== Segment start ==

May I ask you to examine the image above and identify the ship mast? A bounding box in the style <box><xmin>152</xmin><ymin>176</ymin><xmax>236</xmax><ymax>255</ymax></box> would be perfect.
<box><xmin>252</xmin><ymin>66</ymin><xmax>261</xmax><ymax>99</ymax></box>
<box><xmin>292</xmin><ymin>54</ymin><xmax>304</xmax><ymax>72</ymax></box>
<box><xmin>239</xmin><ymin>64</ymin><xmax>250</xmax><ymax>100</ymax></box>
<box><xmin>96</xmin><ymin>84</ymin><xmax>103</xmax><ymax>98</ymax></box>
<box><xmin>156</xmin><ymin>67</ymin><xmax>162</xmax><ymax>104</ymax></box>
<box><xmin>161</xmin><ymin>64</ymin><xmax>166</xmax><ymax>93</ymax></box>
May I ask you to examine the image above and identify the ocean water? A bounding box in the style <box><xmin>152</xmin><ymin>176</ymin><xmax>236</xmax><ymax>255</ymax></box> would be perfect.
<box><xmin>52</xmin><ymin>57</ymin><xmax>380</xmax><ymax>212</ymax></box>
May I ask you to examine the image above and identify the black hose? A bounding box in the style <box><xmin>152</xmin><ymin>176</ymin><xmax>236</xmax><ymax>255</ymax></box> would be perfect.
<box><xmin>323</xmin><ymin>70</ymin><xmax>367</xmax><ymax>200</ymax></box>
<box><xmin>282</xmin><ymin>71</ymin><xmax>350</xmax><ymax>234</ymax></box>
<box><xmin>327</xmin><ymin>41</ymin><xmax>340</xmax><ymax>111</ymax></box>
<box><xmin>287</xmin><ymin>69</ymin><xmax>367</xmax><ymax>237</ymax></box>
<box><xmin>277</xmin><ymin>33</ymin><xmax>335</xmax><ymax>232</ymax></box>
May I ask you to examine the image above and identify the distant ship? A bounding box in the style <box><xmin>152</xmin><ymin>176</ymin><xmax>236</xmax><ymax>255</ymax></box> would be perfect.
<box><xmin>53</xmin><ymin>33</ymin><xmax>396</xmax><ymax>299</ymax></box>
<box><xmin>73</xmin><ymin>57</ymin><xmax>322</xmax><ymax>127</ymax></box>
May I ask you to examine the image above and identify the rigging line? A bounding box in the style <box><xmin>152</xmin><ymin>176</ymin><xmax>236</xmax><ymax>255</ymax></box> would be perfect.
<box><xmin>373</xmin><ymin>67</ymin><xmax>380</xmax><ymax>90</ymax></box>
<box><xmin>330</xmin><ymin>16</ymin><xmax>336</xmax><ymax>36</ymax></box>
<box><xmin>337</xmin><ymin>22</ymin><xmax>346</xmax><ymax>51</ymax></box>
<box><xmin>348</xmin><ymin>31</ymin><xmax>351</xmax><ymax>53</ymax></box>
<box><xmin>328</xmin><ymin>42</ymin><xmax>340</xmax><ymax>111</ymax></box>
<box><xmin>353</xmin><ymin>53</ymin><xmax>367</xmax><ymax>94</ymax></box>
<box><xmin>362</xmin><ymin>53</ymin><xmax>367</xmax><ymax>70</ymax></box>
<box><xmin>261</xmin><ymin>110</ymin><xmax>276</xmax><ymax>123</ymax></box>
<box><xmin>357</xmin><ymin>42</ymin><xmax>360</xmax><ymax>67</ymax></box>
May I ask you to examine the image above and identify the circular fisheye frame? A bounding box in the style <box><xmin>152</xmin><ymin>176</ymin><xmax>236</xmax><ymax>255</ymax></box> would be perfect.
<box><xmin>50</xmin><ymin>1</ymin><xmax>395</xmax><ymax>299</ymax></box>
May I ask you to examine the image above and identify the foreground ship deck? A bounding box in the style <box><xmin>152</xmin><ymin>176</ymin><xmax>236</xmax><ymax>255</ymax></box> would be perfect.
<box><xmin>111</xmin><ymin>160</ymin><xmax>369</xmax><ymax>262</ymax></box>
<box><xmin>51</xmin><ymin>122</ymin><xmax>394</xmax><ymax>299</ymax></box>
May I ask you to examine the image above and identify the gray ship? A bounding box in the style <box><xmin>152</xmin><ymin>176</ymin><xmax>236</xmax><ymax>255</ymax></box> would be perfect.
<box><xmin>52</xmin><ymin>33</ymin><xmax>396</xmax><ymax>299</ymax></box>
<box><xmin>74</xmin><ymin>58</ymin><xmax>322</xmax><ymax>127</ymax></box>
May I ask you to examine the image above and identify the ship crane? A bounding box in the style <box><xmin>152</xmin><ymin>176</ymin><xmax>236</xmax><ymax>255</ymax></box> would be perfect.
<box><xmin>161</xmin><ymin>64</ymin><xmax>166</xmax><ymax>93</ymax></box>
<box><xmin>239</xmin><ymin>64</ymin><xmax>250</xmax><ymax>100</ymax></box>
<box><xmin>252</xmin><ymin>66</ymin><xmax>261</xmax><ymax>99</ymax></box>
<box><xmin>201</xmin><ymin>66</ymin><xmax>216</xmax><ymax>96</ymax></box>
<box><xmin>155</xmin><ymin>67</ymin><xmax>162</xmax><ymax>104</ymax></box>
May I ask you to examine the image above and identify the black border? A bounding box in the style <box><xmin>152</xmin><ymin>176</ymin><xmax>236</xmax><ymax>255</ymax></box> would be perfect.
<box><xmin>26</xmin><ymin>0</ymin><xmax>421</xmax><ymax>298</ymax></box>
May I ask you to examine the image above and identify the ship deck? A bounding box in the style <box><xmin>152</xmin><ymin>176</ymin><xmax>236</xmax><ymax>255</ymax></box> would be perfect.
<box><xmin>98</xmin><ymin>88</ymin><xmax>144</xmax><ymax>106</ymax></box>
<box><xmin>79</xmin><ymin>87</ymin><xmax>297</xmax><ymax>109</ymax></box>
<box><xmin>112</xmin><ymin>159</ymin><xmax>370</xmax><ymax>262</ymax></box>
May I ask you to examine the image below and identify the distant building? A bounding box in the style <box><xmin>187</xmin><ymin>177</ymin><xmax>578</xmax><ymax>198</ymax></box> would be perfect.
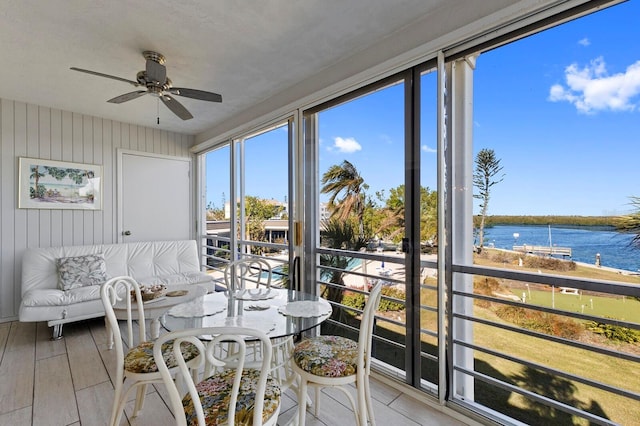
<box><xmin>320</xmin><ymin>202</ymin><xmax>331</xmax><ymax>222</ymax></box>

== Segment end ==

What this task involves: Exactly as written, give the entries above again, with no images.

Output of the exercise:
May I ask you to examine the image above and identify the ship mast? A bounding box in the style <box><xmin>152</xmin><ymin>176</ymin><xmax>236</xmax><ymax>255</ymax></box> would be perfect.
<box><xmin>252</xmin><ymin>66</ymin><xmax>261</xmax><ymax>99</ymax></box>
<box><xmin>292</xmin><ymin>54</ymin><xmax>304</xmax><ymax>72</ymax></box>
<box><xmin>239</xmin><ymin>64</ymin><xmax>250</xmax><ymax>100</ymax></box>
<box><xmin>96</xmin><ymin>84</ymin><xmax>103</xmax><ymax>98</ymax></box>
<box><xmin>156</xmin><ymin>67</ymin><xmax>162</xmax><ymax>104</ymax></box>
<box><xmin>161</xmin><ymin>64</ymin><xmax>166</xmax><ymax>93</ymax></box>
May I ask you to examine the image above and identify the ocean water? A bounding box in the style <box><xmin>152</xmin><ymin>176</ymin><xmax>236</xmax><ymax>255</ymax></box> would be perfect.
<box><xmin>52</xmin><ymin>57</ymin><xmax>380</xmax><ymax>212</ymax></box>
May I ask you to examine the image above and identify the black hose? A bounding box in the style <box><xmin>152</xmin><ymin>176</ymin><xmax>236</xmax><ymax>255</ymax></box> would be perfect.
<box><xmin>323</xmin><ymin>70</ymin><xmax>367</xmax><ymax>200</ymax></box>
<box><xmin>282</xmin><ymin>71</ymin><xmax>350</xmax><ymax>234</ymax></box>
<box><xmin>327</xmin><ymin>41</ymin><xmax>340</xmax><ymax>111</ymax></box>
<box><xmin>287</xmin><ymin>69</ymin><xmax>367</xmax><ymax>237</ymax></box>
<box><xmin>277</xmin><ymin>33</ymin><xmax>335</xmax><ymax>232</ymax></box>
May I ask you to examine the image above and identify the distant ship? A bounding box in the style <box><xmin>152</xmin><ymin>176</ymin><xmax>236</xmax><ymax>255</ymax></box> would be perfect.
<box><xmin>53</xmin><ymin>33</ymin><xmax>396</xmax><ymax>299</ymax></box>
<box><xmin>73</xmin><ymin>57</ymin><xmax>322</xmax><ymax>127</ymax></box>
May I ask you to examine the image above and identify the rigging line? A bounding box in the style <box><xmin>152</xmin><ymin>176</ymin><xmax>236</xmax><ymax>255</ymax></box> would be perfect.
<box><xmin>373</xmin><ymin>67</ymin><xmax>380</xmax><ymax>90</ymax></box>
<box><xmin>330</xmin><ymin>16</ymin><xmax>336</xmax><ymax>36</ymax></box>
<box><xmin>337</xmin><ymin>22</ymin><xmax>346</xmax><ymax>51</ymax></box>
<box><xmin>348</xmin><ymin>31</ymin><xmax>351</xmax><ymax>53</ymax></box>
<box><xmin>328</xmin><ymin>42</ymin><xmax>340</xmax><ymax>111</ymax></box>
<box><xmin>353</xmin><ymin>53</ymin><xmax>367</xmax><ymax>94</ymax></box>
<box><xmin>362</xmin><ymin>53</ymin><xmax>367</xmax><ymax>70</ymax></box>
<box><xmin>261</xmin><ymin>110</ymin><xmax>276</xmax><ymax>123</ymax></box>
<box><xmin>357</xmin><ymin>42</ymin><xmax>360</xmax><ymax>67</ymax></box>
May I ask you to examine the image above and identify the circular fisheye frame? A bounding box in the style <box><xmin>152</xmin><ymin>176</ymin><xmax>236</xmax><ymax>255</ymax></box> would be perfect.
<box><xmin>50</xmin><ymin>1</ymin><xmax>395</xmax><ymax>299</ymax></box>
May I ask you to examine the image above and identify the foreground ship deck? A bounding box in the style <box><xmin>152</xmin><ymin>176</ymin><xmax>236</xmax><ymax>255</ymax></box> would be perfect.
<box><xmin>111</xmin><ymin>160</ymin><xmax>369</xmax><ymax>262</ymax></box>
<box><xmin>51</xmin><ymin>122</ymin><xmax>394</xmax><ymax>299</ymax></box>
May I ask you to examine the image above and identify the gray ship? A bounding box in the style <box><xmin>152</xmin><ymin>176</ymin><xmax>236</xmax><ymax>255</ymax></box> would be perfect.
<box><xmin>52</xmin><ymin>33</ymin><xmax>396</xmax><ymax>299</ymax></box>
<box><xmin>74</xmin><ymin>58</ymin><xmax>322</xmax><ymax>127</ymax></box>
May I ask you to examine the image above and identify the ship crane? A bounding box in the style <box><xmin>152</xmin><ymin>176</ymin><xmax>236</xmax><ymax>255</ymax></box> would be perfect.
<box><xmin>161</xmin><ymin>64</ymin><xmax>166</xmax><ymax>93</ymax></box>
<box><xmin>239</xmin><ymin>64</ymin><xmax>250</xmax><ymax>100</ymax></box>
<box><xmin>252</xmin><ymin>66</ymin><xmax>261</xmax><ymax>99</ymax></box>
<box><xmin>201</xmin><ymin>66</ymin><xmax>216</xmax><ymax>96</ymax></box>
<box><xmin>155</xmin><ymin>67</ymin><xmax>162</xmax><ymax>104</ymax></box>
May I ask you to examine the image above and identify the black border? A bounding box in the style <box><xmin>152</xmin><ymin>176</ymin><xmax>236</xmax><ymax>255</ymax></box> would be perfect.
<box><xmin>26</xmin><ymin>0</ymin><xmax>421</xmax><ymax>298</ymax></box>
May I ask you to examine the image above and identify the ship deck? A bounding box in the style <box><xmin>152</xmin><ymin>176</ymin><xmax>236</xmax><ymax>255</ymax></box> would be perfect.
<box><xmin>98</xmin><ymin>88</ymin><xmax>144</xmax><ymax>106</ymax></box>
<box><xmin>79</xmin><ymin>87</ymin><xmax>297</xmax><ymax>109</ymax></box>
<box><xmin>112</xmin><ymin>159</ymin><xmax>370</xmax><ymax>262</ymax></box>
May I ask you to examine the image below and identify the distant building? A bounding box in the style <box><xmin>187</xmin><ymin>177</ymin><xmax>578</xmax><ymax>198</ymax></box> would be perfect.
<box><xmin>320</xmin><ymin>202</ymin><xmax>331</xmax><ymax>222</ymax></box>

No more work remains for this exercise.